### Exercice 1
Dans le texte sur le père à tête de cochon, par quelle citation Bataille conclut-il son récit Madame Edwarda ?
### Exercice 2
Poursuivez le texte sur le père à tête de cochon à partir de sa dernière phrase.

### Texte fourni

★ ★ ★ ★ ★ ★ ★

Le père a une tête de cochon. Cette symbolique a le mérite d'être claire. Quelques mots sur ce père, sa fille, sans oublier sa famille ?
Je ne sais pas si la symbolique est claire, rien n'est tranché, rien n'est évident ou univoque dans mon livre. Le cochon est perçu, il est vrai, comme l'allégorie de ce qui est régulièrement dénoncé comme les manifestations toxiques d'une certaine forme de masculinité. D'où la fameuse polémique du « balance ton porc », par exemple. Plus traditionnellement, le « porc », le « cochon », est ordinairement associé à la figure du pervers, du prédateur sexuel, de la saleté et du stupre, ou plus neutralement de la transgression érotique. Mais c'est aussi un animal sacré. Bataille ne conclut-il pas son récit Madame Edwarda par cette citation : « Dieu, s'il savait, serait un porc » ? Le Père, tout comme Dieu, est une figure d'autorité, qui voit tout, sait tout, et dans lequel tout s'origine, fût-il affublé d'un tel visage. C'est lui qui définit le champ symbolique du licite et de l'interdit. Par ailleurs, il est bien connu que le cochon est un animal très intelligent, et que la virilité dans ce qu'elle peut avoir d'attirant ou de séduisant ne saurait se départir d'une sorte de magnétisme animal. Mais les vidéos récentes de L214 nous ont montré ces animaux mis à mort par milliers dans la barbarie impersonnelle de l'élevage industriel, dans toute leur détresse et leur fragilité, privés de toute dignité et acculés à la souffrance, à la terreur. À propos du père de Karine, il y a aussi une vulnérabilité chez cet homme tourmenté qui souffre, semble aimer profondément sa fille et vouloir la protéger à tout prix. Si c'est un animal sacré, c'est aussi un animal sacrificiel, qui peut être sacrifié, ou sacrificateur. Bourreau ou victime. Oppresseur ou opprimé. Dominateur ou dominé. Il peut inspirer autant la compassion et la pitié que la peur. Il peut terroriser, ou attendrir.

★ ★ ★ ★ ★ ★ ★

### Matériel fourni
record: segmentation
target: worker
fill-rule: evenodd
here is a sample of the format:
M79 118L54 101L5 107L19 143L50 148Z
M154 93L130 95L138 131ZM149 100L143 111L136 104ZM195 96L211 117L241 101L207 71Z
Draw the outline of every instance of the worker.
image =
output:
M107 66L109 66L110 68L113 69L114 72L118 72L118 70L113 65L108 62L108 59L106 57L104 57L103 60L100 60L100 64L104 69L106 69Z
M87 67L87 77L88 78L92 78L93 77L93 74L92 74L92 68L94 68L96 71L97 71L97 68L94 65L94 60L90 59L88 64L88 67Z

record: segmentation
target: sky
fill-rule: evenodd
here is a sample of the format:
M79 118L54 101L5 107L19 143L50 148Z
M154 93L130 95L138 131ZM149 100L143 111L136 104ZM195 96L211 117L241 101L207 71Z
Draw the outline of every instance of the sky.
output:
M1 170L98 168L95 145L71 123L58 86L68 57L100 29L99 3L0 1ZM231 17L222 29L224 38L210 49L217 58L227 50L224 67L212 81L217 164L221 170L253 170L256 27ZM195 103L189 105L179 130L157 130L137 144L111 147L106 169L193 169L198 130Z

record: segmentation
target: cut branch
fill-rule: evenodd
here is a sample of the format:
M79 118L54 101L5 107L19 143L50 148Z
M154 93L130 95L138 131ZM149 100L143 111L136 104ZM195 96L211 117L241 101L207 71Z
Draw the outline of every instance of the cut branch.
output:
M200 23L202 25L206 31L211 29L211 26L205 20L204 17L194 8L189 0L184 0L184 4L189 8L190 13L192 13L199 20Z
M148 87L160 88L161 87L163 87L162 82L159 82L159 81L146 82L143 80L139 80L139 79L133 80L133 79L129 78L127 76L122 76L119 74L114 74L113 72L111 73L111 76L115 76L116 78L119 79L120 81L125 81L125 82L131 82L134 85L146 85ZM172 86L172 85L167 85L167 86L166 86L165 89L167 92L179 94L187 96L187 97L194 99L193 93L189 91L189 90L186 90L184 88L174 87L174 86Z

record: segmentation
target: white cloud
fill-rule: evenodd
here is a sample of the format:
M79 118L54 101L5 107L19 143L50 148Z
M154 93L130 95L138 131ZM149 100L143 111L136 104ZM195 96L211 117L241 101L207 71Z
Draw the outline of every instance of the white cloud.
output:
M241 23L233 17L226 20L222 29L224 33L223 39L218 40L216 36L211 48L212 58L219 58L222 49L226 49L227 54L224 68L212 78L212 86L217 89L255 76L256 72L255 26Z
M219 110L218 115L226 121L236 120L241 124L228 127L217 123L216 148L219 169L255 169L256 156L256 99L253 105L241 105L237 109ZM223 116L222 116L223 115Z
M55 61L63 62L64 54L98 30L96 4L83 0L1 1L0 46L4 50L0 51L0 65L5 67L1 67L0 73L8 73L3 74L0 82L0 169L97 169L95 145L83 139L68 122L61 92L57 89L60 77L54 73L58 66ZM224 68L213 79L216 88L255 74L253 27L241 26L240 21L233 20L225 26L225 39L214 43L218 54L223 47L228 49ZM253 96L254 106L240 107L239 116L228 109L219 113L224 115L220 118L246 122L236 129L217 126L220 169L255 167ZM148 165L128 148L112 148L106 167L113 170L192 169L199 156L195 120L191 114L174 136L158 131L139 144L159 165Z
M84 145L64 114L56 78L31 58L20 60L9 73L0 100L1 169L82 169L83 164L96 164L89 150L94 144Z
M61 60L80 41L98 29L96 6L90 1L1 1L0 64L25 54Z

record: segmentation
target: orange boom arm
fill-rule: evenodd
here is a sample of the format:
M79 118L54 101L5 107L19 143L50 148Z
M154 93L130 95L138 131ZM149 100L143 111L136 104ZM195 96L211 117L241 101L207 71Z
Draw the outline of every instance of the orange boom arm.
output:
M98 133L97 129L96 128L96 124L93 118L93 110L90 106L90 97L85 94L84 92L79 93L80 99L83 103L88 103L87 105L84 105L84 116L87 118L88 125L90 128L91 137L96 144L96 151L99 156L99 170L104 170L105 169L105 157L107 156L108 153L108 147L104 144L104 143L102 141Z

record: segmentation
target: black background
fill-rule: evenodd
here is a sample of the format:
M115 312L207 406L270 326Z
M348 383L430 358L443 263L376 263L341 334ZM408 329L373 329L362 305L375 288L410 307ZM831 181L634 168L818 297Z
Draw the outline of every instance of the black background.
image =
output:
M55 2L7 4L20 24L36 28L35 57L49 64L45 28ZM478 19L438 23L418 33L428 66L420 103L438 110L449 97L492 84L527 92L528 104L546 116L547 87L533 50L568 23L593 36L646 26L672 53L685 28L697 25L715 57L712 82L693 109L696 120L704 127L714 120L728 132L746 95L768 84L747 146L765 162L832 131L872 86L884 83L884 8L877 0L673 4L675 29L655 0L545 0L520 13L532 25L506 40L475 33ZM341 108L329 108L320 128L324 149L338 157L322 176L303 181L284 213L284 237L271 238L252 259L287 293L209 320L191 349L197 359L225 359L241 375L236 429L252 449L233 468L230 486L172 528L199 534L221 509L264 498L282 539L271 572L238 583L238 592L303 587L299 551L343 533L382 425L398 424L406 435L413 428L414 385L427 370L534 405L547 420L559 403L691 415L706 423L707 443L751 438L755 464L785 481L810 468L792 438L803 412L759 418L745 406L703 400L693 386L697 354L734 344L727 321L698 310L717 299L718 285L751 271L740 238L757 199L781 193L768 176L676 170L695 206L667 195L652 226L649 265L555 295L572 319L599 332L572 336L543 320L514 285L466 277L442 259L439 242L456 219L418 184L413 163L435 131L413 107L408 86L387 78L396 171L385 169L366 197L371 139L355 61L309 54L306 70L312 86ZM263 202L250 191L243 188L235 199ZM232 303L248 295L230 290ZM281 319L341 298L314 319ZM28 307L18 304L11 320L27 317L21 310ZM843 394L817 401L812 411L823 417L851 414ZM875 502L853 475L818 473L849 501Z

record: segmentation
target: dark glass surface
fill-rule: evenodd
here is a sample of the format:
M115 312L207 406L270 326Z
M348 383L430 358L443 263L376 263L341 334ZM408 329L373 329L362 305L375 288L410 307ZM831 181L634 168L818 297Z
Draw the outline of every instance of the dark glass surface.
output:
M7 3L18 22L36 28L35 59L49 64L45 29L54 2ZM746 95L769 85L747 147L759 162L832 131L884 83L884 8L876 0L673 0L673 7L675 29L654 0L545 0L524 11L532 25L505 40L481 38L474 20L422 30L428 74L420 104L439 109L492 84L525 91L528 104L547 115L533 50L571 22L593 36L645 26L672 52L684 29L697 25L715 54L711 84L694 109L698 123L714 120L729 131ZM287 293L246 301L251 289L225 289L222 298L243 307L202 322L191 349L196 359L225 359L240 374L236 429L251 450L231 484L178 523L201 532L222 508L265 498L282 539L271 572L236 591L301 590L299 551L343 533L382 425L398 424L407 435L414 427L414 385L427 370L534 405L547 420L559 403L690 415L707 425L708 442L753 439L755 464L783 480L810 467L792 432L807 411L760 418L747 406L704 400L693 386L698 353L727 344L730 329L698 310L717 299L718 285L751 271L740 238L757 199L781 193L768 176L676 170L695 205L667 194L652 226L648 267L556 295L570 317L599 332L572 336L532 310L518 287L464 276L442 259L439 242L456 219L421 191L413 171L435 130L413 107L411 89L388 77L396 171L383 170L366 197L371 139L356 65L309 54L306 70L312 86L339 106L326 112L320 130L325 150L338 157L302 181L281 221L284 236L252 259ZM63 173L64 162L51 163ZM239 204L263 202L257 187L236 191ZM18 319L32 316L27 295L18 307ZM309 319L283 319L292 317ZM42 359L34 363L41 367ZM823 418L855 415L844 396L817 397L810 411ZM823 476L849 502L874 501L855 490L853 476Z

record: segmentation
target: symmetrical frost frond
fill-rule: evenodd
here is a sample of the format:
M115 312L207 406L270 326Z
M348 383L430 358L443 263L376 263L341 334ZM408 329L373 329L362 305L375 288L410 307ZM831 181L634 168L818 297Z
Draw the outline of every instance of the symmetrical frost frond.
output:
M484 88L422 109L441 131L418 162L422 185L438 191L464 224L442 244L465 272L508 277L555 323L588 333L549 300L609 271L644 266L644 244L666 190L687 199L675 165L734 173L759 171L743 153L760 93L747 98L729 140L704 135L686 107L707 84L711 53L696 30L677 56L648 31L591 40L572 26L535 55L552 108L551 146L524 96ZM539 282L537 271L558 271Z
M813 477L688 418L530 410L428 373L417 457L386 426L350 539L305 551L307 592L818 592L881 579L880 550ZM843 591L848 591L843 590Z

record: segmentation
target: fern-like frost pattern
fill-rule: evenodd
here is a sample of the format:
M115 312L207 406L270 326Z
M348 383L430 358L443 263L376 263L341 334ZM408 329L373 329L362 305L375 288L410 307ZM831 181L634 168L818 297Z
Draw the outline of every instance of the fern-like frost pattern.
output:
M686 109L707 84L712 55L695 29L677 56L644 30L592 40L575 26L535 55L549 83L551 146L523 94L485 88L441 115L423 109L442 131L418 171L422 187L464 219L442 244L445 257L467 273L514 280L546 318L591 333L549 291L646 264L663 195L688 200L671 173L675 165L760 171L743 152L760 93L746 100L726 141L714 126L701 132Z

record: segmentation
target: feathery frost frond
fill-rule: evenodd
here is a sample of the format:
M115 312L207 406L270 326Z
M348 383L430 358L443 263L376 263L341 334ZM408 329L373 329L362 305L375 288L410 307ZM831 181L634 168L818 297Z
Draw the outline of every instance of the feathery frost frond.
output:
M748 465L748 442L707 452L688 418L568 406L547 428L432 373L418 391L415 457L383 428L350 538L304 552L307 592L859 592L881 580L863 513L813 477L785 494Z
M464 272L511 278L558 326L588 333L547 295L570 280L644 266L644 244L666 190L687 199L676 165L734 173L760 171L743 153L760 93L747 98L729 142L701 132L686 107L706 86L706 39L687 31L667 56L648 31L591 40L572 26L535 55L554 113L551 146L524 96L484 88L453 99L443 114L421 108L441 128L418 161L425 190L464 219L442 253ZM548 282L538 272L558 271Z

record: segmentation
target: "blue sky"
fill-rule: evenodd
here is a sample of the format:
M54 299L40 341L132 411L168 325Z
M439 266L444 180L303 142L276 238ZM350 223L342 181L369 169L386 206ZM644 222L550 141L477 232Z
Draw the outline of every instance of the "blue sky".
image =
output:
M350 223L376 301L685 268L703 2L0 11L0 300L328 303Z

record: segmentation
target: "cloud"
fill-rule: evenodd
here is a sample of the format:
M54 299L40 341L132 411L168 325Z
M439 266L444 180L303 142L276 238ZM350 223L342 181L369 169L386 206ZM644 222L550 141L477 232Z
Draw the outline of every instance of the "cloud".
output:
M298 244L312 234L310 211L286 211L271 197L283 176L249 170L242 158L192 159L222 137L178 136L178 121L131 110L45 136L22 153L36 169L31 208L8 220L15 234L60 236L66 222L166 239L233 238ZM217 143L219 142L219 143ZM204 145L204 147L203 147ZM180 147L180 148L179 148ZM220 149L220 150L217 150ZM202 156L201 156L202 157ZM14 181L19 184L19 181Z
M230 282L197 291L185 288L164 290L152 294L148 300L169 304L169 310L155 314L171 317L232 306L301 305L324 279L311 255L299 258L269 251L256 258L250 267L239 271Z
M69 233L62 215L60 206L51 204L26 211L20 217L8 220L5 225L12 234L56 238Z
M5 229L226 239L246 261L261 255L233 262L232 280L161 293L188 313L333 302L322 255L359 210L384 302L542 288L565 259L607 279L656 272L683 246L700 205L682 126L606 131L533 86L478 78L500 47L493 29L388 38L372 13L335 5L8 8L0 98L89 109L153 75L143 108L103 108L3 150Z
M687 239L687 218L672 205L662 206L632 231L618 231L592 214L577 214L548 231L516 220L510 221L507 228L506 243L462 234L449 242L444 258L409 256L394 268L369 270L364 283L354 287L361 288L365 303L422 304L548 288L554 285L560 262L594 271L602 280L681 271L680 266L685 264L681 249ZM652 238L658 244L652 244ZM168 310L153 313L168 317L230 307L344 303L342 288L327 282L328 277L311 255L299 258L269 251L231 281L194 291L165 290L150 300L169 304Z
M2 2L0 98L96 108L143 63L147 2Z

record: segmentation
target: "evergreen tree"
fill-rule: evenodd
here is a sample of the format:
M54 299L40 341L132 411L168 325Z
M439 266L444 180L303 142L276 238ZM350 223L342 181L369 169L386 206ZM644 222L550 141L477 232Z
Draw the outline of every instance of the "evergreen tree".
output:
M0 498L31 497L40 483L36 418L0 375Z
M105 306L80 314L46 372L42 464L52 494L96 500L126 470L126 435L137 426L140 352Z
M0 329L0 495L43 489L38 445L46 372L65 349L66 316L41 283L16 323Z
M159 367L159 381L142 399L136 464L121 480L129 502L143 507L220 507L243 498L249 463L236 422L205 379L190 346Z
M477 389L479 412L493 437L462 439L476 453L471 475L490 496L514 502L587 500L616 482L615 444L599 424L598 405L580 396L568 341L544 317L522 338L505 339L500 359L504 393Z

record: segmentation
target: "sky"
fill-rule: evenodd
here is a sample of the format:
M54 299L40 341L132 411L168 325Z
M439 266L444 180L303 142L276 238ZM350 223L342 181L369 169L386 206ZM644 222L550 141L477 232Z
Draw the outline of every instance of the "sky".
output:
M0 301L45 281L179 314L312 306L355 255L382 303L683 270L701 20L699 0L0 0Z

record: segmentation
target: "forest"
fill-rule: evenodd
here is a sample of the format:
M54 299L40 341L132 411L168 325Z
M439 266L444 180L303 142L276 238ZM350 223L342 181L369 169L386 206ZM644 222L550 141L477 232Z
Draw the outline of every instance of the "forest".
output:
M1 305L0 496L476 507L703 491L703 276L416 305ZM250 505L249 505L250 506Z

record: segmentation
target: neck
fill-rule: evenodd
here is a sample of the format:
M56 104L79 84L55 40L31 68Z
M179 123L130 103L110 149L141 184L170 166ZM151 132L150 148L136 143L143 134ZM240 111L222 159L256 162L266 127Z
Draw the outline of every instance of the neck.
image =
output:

★ ★ ★ ★ ★ ★ ★

### Réponse rédigée 1
« Dieu, s'il savait, serait un porc ».

### Réponse rédigée 2
Le traitement de l'histoire est proche des films d'horreurs, du style "Massacre à la tronçonneuse", "Misery", voire "Les Proies" avec Clint Eastwood. Ce sont des références qui t'ont guidé ou pas ?
Les thèmes de la famille, de la séquestration et du sacrifice traversent les 3 films que tu viens de citer, et que j'apprécie particulièrement. C'est vrai qu'ils font partie des sujets centraux de La Dimension Perdue. Et qu'un certain nombre de marqueurs visuels, de choix de cadrages que j'ai effectués indiquent que la direction latente de l'histoire est celle de la claustration, de l'enfermement, de l’absence d'échappatoire, qu'un piège inexorable tend à se refermer sur Karine tout au long de cet épisode.
Massacre à la tronçonneuse m'a marqué par l'intégration forcée des protagonistes au clan Sawyer, avec pour paroxysme cette séquence traumatisante du repas de famille où les cannibales apparaissent comme une cellule traditionnelle parfaitement normale et équilibrée, avec une distribution des rôles et des tâches à laquelle chacun des membres semble obéir naturellement.
Tandis que les invités, perdus, sans repère, terrorisés, hurlent et sanglotent à l'idée de leur dévoration inéluctable. On retrouve le même esprit subversif dans Les Proies, à travers la figure masochiste du soldat de la Guerre de Sécession incarné par Clint Eastwood, recueilli après une bataille par un groupe de femmes dévouées qui jurent de prendre soin de lui. Et dont le geste premier est de lui couper les deux jambes, afin de l'empêcher de s'enfuir.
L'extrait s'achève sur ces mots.